INSTRUCTIONS TO FOLLOW: Pick out every line in the data below that contains the word "Object", and copy each of those lines in full.

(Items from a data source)
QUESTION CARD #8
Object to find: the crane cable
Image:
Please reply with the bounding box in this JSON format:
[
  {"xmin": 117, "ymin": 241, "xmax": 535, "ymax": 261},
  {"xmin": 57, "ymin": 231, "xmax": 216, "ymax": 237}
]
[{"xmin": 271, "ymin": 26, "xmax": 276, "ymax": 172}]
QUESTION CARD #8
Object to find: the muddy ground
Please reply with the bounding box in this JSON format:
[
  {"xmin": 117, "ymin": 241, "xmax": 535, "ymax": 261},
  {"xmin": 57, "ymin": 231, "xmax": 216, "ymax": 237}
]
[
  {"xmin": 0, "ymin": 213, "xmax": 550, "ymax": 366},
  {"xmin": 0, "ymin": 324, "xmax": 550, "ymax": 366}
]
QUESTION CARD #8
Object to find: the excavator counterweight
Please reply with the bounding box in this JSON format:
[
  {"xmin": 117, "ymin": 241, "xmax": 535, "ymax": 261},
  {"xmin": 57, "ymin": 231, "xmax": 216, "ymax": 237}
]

TASK OUTPUT:
Object to find: the crane cable
Object to find: the muddy ground
Object to find: the excavator counterweight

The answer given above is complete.